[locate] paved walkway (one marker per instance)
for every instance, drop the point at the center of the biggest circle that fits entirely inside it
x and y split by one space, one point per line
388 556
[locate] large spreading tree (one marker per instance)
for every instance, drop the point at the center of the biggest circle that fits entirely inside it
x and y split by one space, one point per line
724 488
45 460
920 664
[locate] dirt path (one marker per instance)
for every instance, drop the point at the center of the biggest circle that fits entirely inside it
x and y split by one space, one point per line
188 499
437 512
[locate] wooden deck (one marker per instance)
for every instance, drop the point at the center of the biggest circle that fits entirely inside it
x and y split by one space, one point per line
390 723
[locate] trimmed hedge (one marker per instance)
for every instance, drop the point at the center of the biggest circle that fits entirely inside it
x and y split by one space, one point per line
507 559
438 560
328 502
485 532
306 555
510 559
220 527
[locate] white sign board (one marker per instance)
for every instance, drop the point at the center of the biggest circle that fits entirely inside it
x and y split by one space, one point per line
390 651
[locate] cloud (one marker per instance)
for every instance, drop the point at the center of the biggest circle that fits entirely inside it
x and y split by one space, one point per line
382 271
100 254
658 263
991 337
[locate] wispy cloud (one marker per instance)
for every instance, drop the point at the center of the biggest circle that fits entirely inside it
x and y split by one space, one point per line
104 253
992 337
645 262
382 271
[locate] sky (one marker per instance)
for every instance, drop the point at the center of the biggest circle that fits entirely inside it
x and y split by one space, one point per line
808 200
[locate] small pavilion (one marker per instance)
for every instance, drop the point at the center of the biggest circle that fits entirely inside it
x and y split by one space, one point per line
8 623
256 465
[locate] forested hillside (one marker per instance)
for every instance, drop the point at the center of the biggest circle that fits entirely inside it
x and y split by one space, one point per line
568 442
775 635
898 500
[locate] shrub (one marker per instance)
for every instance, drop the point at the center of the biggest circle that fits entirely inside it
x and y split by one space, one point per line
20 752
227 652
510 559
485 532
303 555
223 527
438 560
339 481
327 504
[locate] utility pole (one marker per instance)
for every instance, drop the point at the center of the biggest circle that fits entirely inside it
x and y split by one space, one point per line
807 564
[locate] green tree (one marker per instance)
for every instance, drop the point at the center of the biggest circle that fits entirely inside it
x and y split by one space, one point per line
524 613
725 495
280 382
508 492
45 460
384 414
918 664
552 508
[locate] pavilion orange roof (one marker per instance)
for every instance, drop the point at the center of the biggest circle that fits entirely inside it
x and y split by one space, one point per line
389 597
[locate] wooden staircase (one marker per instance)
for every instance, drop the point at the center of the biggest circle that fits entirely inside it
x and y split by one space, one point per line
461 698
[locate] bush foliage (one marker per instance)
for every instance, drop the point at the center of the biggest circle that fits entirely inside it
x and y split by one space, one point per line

++++

> **Directions for this task**: Rewrite every one of the records above so that "biggest" becomes "largest" each time it occurs, with everything else left as it is.

> **Correct result**:
[locate] paved walkway (one marker per instance)
for every instance, drop the point at the center of the largest circle that fits entirely inside it
x and y split by one space, one point per line
388 556
[locate] large spreading tree (one marker per instance)
for every instance, drop the point at the center of the largest circle that fits entirely inside it
x and y split by one space, one point per line
724 488
45 460
920 664
[locate] dirt path (one marker per instance)
for every instance, drop the point at the center of the largest circle that fits entirely inside it
x and y split by one space, one point per line
188 499
437 512
[locate] wooden deck (one marker per instance)
for every instance, drop the point at the center of the largest circle that fits entirely inside it
x and y split by one space, one point per line
390 723
[locate] trimmed hedge (one marker per instance)
for every instance, drop the point at the center of the largest circle that fits entirely inside it
x and y split by one space, one point per line
507 559
438 560
328 502
485 532
306 555
510 559
220 527
[locate] white sign board (one marker per instance)
for every instance, drop the point at the center of the largest circle that fits entirely inside it
x and y split by one space, one point per line
390 651
[locate] cloud (one marker per instance)
for every instance, drop the point at the center of the largest circle that fits entirely inside it
x and y split by one space, one point per line
382 271
100 254
658 263
991 337
[locate] wispy cloud (one marker per instance)
for every instance, drop the point at the center of the largest circle that fits entirely inside it
x and y split by one space, one point per line
104 253
992 337
645 262
382 271
[locate] sky (one marker per instance)
for every instance, drop the point at the center of the largest circle that fits entirely inside it
x and y split by one space, one point per line
808 200
[locate] small pavilion (one marker per instance)
for every instance, drop the point at the center of the largest circle that fits entirely inside it
x and y split by one space, one point per line
8 623
256 465
[locate] forested hillside (one marker per instance)
for every instance, drop the point at the center of the largest circle that fits entirely inside it
x and y split by one space, one point per line
568 442
775 635
898 500
[locate] shrub (one marker per instance)
for every instance, drop the point at the center of the largest circle that fits entirely inside it
x and y split by one space, one point per line
20 752
227 652
510 559
485 532
303 555
223 527
438 560
339 481
327 504
[locate] utility pole (one marker per instance)
for every instance, drop the point at the center of the largest circle that fits entirely inside it
x and y split by one space, one point per line
807 564
[locate] green tree (one marker per instance)
for every instance, drop the point at the center of the largest circle that fits entirely inside it
x and y split by one space, one point per line
524 613
725 495
280 382
508 492
45 460
384 414
918 664
552 508
[locate] pavilion orange roof (one marker per instance)
for every instance, drop the point at the center of the largest circle that fits entirely inside it
x and y split by one space, one point per line
389 597
[locate] wooden staircase (one marker per instance)
for every instance, drop the point at the center of the largest circle that fits entirely inside it
x and y split by one space, one point per line
461 698
[locate] bush foliage (one marker per instance)
for every instance, drop the point at the center of the largest circle that fits entirely inside it
x and y split by one space, one point per line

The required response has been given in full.